Segment Start: GIVEN DATA

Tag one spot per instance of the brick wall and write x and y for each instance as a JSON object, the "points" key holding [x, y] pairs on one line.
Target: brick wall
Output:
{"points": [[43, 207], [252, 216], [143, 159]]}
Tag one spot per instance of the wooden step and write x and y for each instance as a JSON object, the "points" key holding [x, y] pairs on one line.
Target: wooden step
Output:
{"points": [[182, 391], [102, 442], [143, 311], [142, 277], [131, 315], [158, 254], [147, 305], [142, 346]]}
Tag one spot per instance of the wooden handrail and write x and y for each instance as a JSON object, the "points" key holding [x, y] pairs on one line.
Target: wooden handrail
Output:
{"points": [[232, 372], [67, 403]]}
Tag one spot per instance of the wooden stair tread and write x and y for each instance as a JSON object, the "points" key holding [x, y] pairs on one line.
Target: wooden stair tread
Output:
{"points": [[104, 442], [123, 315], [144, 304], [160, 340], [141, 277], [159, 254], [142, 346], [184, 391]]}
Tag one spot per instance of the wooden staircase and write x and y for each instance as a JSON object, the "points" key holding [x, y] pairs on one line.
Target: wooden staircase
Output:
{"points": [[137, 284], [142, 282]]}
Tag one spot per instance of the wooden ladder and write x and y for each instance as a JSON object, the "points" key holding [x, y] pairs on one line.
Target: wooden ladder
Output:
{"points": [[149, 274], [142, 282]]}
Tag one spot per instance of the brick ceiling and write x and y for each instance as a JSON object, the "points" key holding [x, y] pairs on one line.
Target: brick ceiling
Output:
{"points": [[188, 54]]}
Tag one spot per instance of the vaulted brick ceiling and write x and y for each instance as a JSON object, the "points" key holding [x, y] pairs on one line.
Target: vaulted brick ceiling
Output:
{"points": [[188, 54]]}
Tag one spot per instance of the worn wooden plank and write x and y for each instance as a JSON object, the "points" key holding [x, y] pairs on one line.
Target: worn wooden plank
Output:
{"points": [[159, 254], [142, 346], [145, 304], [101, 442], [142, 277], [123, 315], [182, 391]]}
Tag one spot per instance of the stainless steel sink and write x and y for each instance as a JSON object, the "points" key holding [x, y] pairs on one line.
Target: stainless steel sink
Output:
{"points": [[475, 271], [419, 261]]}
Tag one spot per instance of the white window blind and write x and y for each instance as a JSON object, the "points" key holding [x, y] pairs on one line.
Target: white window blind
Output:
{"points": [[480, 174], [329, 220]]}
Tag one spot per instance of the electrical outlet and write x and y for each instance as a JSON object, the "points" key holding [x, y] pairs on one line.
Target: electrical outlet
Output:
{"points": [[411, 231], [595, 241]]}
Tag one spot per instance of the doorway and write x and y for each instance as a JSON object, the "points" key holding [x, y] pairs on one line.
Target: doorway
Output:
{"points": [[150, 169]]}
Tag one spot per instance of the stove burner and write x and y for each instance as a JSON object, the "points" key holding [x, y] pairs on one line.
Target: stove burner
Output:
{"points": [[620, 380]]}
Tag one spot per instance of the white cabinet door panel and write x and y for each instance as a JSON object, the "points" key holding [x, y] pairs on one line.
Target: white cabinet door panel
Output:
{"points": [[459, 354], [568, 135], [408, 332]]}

Segment End: GIVEN DATA

_TASK STATEMENT:_
Count up the lines in the entries that hold "stainless", and respond with that count and no other text.

_PROBLEM SOLUTION:_
2